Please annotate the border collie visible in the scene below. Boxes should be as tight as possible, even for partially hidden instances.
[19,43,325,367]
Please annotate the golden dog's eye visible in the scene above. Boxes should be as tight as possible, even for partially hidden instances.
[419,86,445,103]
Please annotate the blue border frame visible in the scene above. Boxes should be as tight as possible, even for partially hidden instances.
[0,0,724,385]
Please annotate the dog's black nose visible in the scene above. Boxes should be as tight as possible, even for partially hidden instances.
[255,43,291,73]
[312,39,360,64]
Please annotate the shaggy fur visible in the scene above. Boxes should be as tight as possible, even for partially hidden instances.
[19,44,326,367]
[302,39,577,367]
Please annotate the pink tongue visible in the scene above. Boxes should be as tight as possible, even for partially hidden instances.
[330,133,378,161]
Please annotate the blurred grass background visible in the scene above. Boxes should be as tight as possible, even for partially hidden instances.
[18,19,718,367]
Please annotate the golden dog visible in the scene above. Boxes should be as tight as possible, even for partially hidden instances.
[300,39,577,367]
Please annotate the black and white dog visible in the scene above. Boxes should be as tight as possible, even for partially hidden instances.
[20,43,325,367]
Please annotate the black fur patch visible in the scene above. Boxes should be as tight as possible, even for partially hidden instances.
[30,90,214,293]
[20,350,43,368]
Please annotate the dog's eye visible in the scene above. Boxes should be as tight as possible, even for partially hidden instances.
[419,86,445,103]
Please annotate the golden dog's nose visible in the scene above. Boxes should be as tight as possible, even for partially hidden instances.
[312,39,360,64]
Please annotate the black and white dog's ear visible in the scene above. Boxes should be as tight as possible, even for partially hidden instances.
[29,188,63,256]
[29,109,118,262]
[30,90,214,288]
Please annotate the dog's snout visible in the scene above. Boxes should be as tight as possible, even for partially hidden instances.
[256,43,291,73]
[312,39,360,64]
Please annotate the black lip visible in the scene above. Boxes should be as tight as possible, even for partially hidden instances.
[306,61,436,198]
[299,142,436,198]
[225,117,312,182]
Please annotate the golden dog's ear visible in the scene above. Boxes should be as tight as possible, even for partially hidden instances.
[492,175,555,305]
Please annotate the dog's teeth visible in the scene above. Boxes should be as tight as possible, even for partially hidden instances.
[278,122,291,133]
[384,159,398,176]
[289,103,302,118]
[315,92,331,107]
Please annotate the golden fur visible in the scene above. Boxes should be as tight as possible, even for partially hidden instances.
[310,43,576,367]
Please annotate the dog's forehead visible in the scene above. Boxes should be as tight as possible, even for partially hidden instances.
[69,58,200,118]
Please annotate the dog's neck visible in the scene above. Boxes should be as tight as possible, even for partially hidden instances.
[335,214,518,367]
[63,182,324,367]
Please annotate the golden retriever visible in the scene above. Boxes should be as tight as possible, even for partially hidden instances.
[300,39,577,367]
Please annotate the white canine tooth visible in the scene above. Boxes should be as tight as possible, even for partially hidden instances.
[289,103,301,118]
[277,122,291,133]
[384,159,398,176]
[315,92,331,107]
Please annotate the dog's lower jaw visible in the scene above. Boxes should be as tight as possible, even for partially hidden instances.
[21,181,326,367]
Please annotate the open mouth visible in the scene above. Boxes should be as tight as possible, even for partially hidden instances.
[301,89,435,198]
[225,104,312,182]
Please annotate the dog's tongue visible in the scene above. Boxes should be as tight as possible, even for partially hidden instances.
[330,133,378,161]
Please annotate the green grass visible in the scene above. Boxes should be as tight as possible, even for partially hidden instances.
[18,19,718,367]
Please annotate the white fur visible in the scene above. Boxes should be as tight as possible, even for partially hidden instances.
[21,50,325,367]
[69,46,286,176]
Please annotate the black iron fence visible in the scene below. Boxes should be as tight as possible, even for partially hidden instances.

* **OBJECTIVE**
Recast the lines starting at the one containing "Please annotate the pink" and ending at the one containing "[20,350,43,368]", both included, as a numbered list with blank lines left out.

* **EXERCISE ANSWER**
1. Please annotate the pink tongue visible in the scene above. Boxes should be as tight as possible, even for partially hidden instances.
2. [330,133,378,161]
3. Please annotate the blurred grass background visible in the scene above. Boxes should be as tight as possible, even for partially hidden instances.
4. [18,19,718,367]
5. Please annotate the golden dog visible in the scene above. Boxes should be as tight as possible, even for partially hidden instances.
6. [300,39,577,367]
7. Please annotate the black and white dog visible in the scene above. Boxes should be as tight as possible, even for partially hidden instances.
8. [20,43,325,367]
9. Please annotate the black fur patch visible in the scene above. Boxes should be as tight as possible, even for partially hidden instances.
10. [30,90,214,293]
11. [20,350,43,368]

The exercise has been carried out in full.